Can you give the part of the records that runs from the start through the line containing "(298, 1093)" as a numbered list, with blank lines left out?

Entries supplied:
--- start ---

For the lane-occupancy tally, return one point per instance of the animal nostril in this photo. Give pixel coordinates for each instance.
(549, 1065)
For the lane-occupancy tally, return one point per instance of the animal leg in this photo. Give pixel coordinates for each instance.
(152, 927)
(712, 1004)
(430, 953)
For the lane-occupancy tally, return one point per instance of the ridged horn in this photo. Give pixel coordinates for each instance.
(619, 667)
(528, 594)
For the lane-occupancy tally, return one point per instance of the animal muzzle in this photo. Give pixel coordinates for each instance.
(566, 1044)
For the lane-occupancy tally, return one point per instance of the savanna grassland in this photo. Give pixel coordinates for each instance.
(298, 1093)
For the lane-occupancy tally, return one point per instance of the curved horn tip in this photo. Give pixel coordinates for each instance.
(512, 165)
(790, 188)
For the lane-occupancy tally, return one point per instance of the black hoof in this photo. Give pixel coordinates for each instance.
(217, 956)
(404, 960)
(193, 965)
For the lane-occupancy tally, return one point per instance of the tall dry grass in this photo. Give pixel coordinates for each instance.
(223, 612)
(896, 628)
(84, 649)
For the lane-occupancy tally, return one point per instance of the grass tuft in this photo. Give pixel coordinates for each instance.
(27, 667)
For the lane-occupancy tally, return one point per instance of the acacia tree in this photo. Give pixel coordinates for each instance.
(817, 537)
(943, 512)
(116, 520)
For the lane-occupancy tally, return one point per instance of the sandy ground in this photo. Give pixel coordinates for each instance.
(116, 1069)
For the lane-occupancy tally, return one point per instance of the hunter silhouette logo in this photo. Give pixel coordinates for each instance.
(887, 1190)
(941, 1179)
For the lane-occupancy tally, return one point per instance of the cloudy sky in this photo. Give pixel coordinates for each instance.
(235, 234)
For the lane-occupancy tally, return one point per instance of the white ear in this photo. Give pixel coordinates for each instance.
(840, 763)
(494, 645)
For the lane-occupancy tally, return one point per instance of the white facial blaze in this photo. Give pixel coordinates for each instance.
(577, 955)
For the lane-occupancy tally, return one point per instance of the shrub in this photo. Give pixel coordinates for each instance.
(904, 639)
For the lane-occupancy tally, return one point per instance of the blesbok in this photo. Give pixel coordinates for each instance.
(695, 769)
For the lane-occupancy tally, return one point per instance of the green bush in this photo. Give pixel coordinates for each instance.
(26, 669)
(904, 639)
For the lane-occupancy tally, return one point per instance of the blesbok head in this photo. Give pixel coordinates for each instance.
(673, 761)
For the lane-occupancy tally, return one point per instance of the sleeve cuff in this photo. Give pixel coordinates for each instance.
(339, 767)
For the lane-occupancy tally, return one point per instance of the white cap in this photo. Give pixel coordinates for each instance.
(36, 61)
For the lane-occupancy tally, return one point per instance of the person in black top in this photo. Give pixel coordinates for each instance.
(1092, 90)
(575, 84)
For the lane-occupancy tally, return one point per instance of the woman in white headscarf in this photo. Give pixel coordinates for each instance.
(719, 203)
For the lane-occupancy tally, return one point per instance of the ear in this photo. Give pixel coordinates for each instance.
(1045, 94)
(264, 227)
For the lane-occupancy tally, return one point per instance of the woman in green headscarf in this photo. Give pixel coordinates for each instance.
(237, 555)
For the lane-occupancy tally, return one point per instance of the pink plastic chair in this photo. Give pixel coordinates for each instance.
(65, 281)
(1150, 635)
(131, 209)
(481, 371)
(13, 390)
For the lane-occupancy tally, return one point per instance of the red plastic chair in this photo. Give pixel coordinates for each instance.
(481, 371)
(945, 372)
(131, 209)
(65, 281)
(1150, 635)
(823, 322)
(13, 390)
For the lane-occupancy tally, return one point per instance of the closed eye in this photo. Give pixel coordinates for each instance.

--- end ---

Task solution:
1. For the lane-occupancy tally, return one point per instance of the animal nostril in this photo. Give pixel coordinates for each instance.
2. (549, 1065)
3. For the lane-occupancy tally, return one point per instance of the animal leg in this photo. Give pixel coordinates for each instance.
4. (152, 927)
5. (712, 1004)
6. (430, 953)
7. For the lane-occupancy tally, return one point per instance of the ridged horn in this photo. Give pixel coordinates for each instance.
8. (619, 667)
9. (528, 594)
10. For the lane-occupancy tally, return one point per instance of the animal muzzle in this photo. Give pixel coordinates for each instance.
11. (566, 1044)
12. For the lane-occupancy tally, return one point per instance of the savanna grassland in this photo. Give pixel coordinates for each instance.
13. (298, 1093)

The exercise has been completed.